### [TRECHO DO TEXTO]
'''

Maria M. Stewart, a primeira mulher afro-americana a proferir, no século XIX, discursos políticos e distribuir textos autorais, incentivou as mulheres negras a criarem seus próprios caminhos de autoconfiança e independência (Collins, 2019b). Essa construção passa, como aconteceu com as autoras do feminismo negro americano, pela produção de uma teoria social crítica de mulheres negras, seja das intelectuais negras que tiveram uma produção vultosa no passado, mas que desaparecem na história, seja daquelas que, na contemporaneidade, procedem com o resgate do legado dessas precursoras, como é o caso de Gomes (2013), escrevendo sobre “os segredos de Virgínia”.
Seguindo a linha de Alice Walker, de que parte do compromisso dos artistas e das pessoas que transitam pelo meio acadêmico é o de reunir e habilitar ideias e realizações das pessoas oprimidas nesse meio, a saber, as outsiders within e os outsiders:9 aqueles que não aceitam tacitamente a adequação, a conformidade, e interpelam as teorias preestabelecidas sempre com a questão: “De que sujeito você está falando?”, ou mesmo “De que mulher você fala?” (Collins, 2019a). Uma resposta possível para barrar a invisibilidade a que essas mulheres estão expostas no mundo inteiro é, ao nos depararmos com a invisibilidade da sua produção intelectual, passarmos do choque inicial a um trabalho, em primeiro lugar, arqueológico, a fim de resgatar essas vozes e, depois, de escrita e inscrição, ainda que tardias, da notoriedade de mulheres negras no cânone acadêmico.

'''

### [MATERIAL EXTRAÍDO]
'''

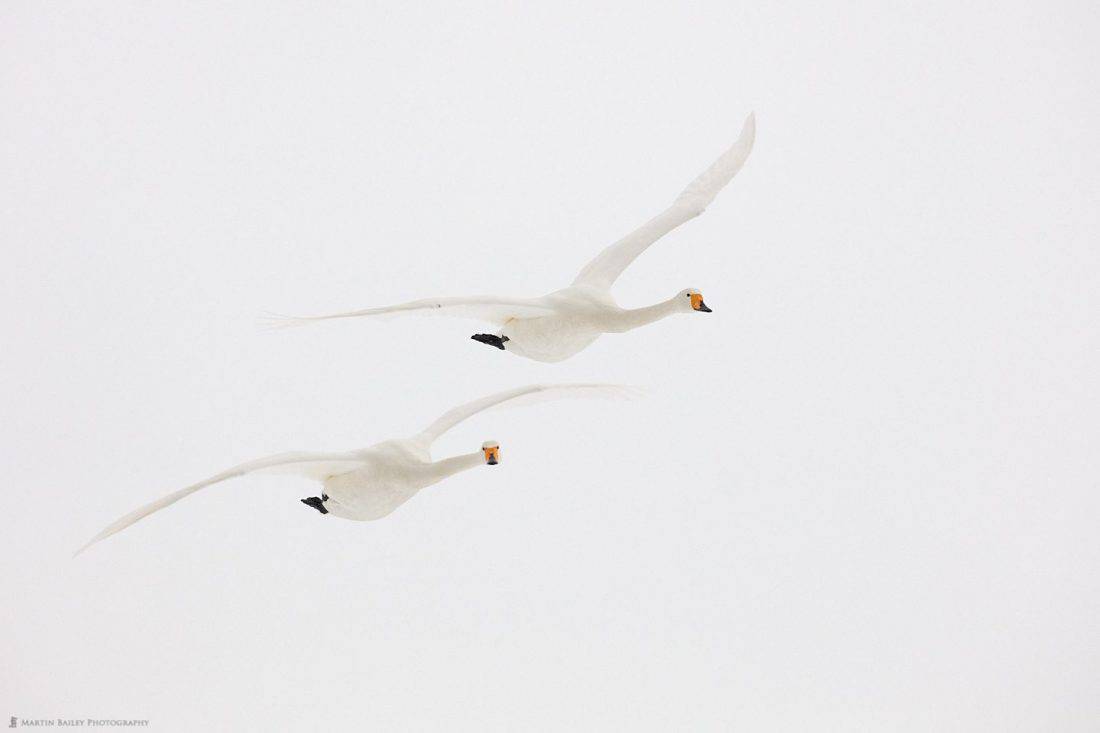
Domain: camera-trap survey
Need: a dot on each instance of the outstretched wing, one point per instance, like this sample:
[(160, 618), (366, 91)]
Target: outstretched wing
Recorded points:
[(311, 465), (692, 201), (515, 397), (477, 307)]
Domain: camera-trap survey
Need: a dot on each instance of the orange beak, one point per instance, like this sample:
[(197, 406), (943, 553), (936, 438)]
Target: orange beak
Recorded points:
[(696, 303)]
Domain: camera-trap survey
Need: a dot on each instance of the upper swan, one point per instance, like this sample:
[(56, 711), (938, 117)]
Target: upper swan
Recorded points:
[(557, 326)]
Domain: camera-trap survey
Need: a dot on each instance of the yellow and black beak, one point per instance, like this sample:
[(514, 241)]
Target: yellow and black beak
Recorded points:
[(696, 303)]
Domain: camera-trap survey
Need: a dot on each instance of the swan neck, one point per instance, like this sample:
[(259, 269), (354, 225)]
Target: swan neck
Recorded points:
[(636, 317), (447, 467)]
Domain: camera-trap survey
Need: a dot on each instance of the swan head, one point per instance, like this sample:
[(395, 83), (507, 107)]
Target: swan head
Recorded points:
[(692, 299)]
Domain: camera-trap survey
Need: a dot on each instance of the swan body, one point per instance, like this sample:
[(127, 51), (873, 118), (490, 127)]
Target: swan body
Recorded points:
[(557, 326), (372, 482)]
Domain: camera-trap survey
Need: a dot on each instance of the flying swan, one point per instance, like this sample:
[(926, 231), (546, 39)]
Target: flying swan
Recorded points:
[(372, 482), (557, 326)]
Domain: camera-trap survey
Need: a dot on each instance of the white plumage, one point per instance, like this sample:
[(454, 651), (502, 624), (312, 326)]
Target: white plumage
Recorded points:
[(372, 482), (557, 326)]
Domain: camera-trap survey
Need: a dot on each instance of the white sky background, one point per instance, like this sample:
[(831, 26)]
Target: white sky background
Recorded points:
[(860, 495)]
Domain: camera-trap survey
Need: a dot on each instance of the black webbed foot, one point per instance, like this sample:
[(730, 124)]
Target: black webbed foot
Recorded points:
[(317, 503), (491, 339)]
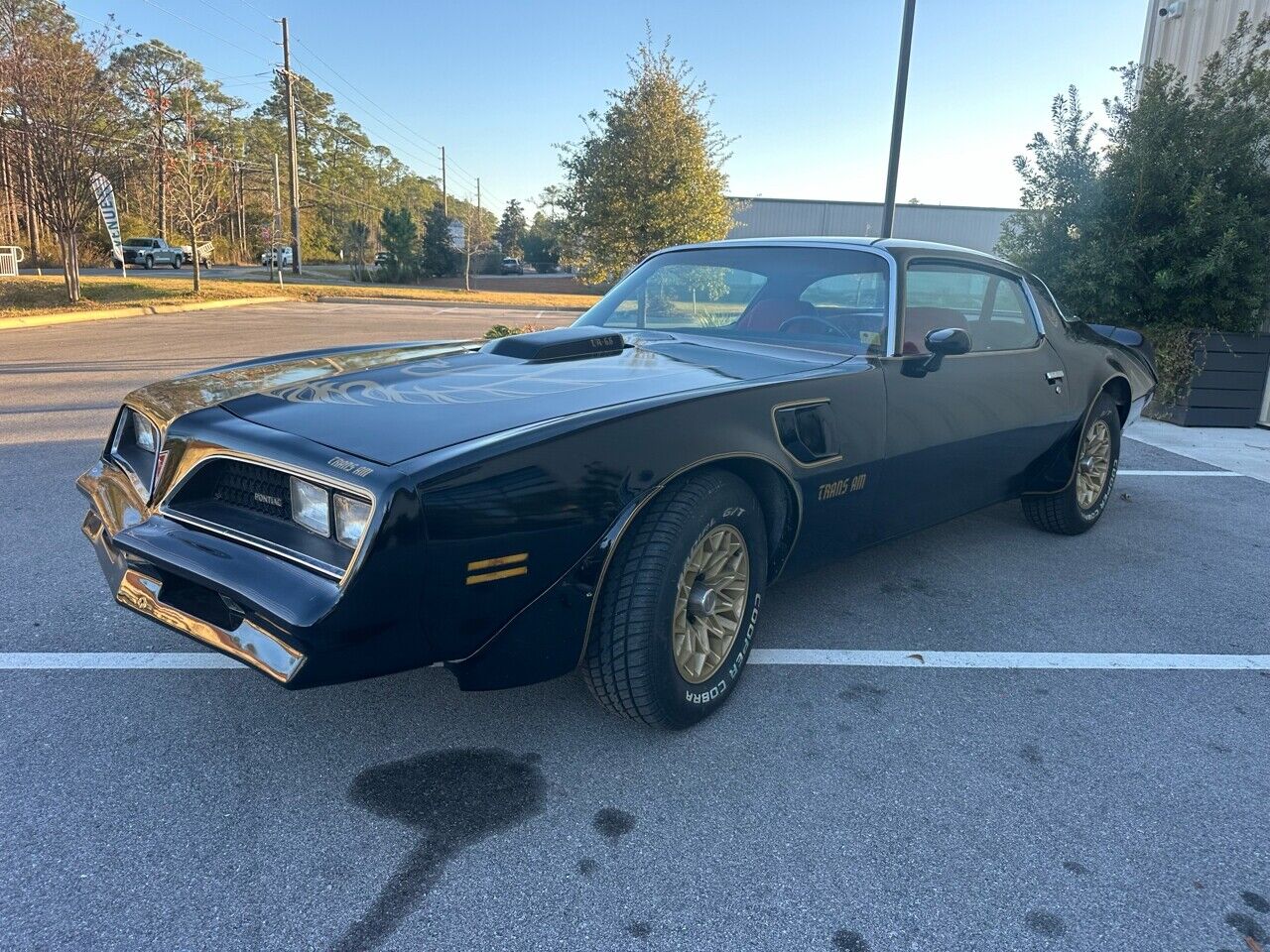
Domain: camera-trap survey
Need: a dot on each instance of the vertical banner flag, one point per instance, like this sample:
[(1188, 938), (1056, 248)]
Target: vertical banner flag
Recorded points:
[(105, 202)]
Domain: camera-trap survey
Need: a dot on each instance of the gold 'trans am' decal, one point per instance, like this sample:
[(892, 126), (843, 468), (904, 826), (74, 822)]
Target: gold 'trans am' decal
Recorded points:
[(839, 488)]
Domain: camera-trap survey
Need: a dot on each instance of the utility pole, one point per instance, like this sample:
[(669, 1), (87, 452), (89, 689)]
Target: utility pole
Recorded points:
[(277, 222), (897, 119), (291, 144)]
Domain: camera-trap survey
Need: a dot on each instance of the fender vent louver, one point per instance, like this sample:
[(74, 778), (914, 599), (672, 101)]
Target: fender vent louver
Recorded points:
[(561, 344)]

'''

### [TAREFA ATRIBUÍDA 1]
Repita sem nenhuma alteração a parte do trecho do texto que vai de “Seguindo a linha” até “no cânone acadêmico.”, incluindo este último.
### [TAREFA ATRIBUÍDA 2]
Traduza para o inglês esta frase do trecho do texto: “Maria M. Stewart, a primeira mulher afro-americana a proferir, no século XIX, discursos políticos e distribuir textos autorais, incentivou as mulheres negras a criarem seus próprios caminhos de autoconfiança e independência (Collins, 2019b).”
As linhas não têm papel algum aqui.

### [RESPOSTA 1]
Seguindo a linha de Alice Walker, de que parte do compromisso dos artistas e das pessoas que transitam pelo meio acadêmico é o de reunir e habilitar ideias e realizações das pessoas oprimidas nesse meio, a saber, as outsiders within e os outsiders:9 aqueles que não aceitam tacitamente a adequação, a conformidade, e interpelam as teorias preestabelecidas sempre com a questão: “De que sujeito você está falando?”, ou mesmo “De que mulher você fala?” (Collins, 2019a). Uma resposta possível para barrar a invisibilidade a que essas mulheres estão expostas no mundo inteiro é, ao nos depararmos com a invisibilidade da sua produção intelectual, passarmos do choque inicial a um trabalho, em primeiro lugar, arqueológico, a fim de resgatar essas vozes e, depois, de escrita e inscrição, ainda que tardias, da notoriedade de mulheres negras no cânone acadêmico.

### [RESPOSTA 2]
Maria M. Stewart, the first African American woman to deliver political speeches and distribute her own writings in the nineteenth century, encouraged Black women to create their own paths of self-confidence and independence (Collins, 2019b).